══ TEXT ══
The relationship between Trump and Cohn informs the parasitic nature Trump is known to exhibit, as the people around Trump deteriorate in health and relationship, he continually rises. His brother, Trump Jr, succumbs to alcohol poisoning, Cohn desperately hides that he has AIDS, and Ivana’s initial spark that gravitated toward Trump slowly fizzles out. Sadly, Abassi diverts from digging deep into any interiority or complexity in the second half, right as his pompous persona takes over the sheepish former self, thus rendering Trump a showman. 

By midway, Cohn shows Trump his illegal activity of taping conversations and invading private phone calls,.Trump has a moment of clarity and reluctance if this is okay. “My client is America,” a platitude Cohn emphasizes that infects Trump like an obsession. The sense of American exceptionalism and capitalistic idealization seems foundational to understanding the Cohn-Trump dynamic. This is their right and sense of duty to enact their impulses (legality be damned) if it means they can win.
═══
APPLY WHAT YOU READ →
1. State whether each statement agrees with the review of the Trump and Cohn relationship. Answer yes or no, and quote the deciding words. (a) Cohn shows Trump that he tapes conversations illegally. (b) The second half probes Trump's interiority and complexity in depth. (c) Cohn is open about having AIDS.
2. Extend the review of the Trump and Cohn relationship beyond its final sentence.
══ ENTRIES SHOWN ══
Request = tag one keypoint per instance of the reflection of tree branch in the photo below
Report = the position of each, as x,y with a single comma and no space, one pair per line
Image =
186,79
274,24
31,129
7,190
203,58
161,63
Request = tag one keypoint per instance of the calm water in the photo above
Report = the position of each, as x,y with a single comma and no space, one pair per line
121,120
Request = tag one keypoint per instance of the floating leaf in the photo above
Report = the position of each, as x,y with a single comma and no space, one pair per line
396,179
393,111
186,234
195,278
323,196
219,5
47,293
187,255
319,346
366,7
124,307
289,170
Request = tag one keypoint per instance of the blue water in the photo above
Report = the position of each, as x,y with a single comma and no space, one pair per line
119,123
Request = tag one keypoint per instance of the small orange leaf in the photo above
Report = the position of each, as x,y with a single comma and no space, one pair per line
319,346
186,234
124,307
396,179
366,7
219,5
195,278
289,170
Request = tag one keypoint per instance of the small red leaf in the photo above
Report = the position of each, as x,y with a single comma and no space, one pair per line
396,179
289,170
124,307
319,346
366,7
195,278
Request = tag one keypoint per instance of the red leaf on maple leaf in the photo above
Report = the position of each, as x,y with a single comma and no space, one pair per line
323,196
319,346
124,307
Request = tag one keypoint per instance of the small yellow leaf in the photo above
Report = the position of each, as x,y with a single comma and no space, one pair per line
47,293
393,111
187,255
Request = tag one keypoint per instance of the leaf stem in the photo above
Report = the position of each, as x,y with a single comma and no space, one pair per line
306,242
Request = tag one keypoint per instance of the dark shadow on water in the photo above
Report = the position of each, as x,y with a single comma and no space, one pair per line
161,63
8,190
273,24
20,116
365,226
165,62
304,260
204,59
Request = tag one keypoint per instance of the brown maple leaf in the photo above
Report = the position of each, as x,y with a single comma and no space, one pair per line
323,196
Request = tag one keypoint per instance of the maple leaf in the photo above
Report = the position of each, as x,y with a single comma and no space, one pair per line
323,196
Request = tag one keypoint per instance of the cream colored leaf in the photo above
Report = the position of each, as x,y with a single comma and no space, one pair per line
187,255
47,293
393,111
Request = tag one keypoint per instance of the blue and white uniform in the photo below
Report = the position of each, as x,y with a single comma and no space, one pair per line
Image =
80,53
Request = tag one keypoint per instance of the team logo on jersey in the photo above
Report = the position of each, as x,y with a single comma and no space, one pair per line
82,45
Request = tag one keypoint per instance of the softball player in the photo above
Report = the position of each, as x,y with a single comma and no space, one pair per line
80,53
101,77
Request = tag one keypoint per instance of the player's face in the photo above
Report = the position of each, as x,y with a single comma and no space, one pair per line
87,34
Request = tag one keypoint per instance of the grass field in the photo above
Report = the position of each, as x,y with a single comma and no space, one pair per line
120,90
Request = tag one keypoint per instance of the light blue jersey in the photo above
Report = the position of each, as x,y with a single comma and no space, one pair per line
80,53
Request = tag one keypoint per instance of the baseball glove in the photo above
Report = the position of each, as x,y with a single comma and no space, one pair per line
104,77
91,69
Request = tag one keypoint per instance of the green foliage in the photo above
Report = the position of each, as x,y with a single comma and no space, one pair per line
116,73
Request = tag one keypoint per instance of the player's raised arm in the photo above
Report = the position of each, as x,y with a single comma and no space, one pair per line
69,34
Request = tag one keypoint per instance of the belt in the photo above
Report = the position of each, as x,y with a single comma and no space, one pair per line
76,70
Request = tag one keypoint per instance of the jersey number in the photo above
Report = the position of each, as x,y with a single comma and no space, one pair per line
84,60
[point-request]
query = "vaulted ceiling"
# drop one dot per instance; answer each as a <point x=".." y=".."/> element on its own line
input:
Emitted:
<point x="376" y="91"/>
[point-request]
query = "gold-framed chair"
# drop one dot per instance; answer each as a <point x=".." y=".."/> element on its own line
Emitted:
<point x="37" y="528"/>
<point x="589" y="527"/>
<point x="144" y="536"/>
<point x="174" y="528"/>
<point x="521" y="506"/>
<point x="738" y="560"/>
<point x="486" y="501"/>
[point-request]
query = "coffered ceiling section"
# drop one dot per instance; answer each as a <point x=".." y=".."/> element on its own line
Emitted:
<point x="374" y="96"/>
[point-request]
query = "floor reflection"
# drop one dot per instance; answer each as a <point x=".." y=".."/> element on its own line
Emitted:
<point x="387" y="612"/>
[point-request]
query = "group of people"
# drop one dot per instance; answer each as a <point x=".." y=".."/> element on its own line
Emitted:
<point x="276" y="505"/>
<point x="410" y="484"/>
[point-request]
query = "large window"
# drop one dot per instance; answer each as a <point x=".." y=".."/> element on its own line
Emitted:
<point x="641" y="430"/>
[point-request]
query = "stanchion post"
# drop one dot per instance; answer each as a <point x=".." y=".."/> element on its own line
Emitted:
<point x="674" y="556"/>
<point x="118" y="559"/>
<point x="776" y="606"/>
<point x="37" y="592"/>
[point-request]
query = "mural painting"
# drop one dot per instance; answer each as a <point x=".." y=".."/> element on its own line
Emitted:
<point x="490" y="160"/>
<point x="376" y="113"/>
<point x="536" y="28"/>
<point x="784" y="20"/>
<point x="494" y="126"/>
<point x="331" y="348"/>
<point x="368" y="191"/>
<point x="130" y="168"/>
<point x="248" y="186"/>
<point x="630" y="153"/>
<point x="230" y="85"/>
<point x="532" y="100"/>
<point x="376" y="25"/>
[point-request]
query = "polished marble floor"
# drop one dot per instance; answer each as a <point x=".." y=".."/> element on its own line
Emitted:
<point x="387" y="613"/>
═══
EXPECTED RESPONSES →
1.
(a) Yes: "Cohn shows Trump his illegal activity of taping conversations"
(b) No: "diverts from digging deep into any interiority or complexity in the second half"
(c) No: "Cohn desperately hides that he has AIDS"

2.
In the last few years, Trump has made it a point that his service is for America despite the many activities that seem self-interested, yet the closest nuance Abassi can come to in the end is that, unlike Cohn, Trump’s client is himself. I’m not sure a riches-to-even-greater-riches narrative was necessary to inform us of that, but for Abassi and Sherman, hindsight is 20/20.